EXERCISE MATERIAL:
------------------------
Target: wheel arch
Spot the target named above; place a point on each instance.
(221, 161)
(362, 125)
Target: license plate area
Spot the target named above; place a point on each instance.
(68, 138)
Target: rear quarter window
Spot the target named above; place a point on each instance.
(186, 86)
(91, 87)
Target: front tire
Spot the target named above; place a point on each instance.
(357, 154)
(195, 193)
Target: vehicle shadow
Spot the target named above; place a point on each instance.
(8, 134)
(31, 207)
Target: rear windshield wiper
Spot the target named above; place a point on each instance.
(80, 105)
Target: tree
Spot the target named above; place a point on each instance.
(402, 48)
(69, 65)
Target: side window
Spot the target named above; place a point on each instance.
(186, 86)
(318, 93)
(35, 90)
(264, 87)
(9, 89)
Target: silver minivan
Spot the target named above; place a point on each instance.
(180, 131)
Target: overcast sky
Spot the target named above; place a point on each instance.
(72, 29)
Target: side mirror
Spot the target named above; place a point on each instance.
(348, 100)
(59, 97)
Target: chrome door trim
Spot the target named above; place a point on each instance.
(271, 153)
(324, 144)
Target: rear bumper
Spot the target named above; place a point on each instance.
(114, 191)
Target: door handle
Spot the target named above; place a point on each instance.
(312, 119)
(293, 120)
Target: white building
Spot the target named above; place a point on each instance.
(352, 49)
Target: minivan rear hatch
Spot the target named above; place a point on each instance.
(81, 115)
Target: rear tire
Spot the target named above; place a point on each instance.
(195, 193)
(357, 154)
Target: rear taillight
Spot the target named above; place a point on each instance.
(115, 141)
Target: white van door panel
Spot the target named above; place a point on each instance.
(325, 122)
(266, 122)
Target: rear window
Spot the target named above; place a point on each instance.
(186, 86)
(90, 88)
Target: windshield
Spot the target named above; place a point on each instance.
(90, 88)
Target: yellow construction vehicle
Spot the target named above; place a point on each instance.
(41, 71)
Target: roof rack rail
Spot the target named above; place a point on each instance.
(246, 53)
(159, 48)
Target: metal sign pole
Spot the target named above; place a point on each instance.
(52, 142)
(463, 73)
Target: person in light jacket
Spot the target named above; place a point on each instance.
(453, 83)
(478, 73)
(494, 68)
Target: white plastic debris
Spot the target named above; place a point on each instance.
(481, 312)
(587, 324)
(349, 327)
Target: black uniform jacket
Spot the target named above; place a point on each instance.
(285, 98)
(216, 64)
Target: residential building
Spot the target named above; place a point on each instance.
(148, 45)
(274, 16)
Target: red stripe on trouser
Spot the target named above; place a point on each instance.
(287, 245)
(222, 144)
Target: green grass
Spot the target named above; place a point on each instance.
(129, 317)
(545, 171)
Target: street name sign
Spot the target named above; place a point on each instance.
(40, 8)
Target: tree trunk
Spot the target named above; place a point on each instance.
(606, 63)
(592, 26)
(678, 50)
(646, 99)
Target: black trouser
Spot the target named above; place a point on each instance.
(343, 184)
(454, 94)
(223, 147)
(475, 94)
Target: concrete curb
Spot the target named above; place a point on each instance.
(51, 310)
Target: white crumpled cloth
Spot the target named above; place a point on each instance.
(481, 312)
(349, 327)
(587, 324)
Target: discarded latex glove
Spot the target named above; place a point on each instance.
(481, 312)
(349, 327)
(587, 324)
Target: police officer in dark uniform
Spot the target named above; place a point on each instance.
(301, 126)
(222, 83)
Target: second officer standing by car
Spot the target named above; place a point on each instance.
------------------------
WHAT TO PRODUCE:
Whenever the word "rear" occurs in a line of the records, that line counts once; state the total alone.

TASK OUTPUT:
7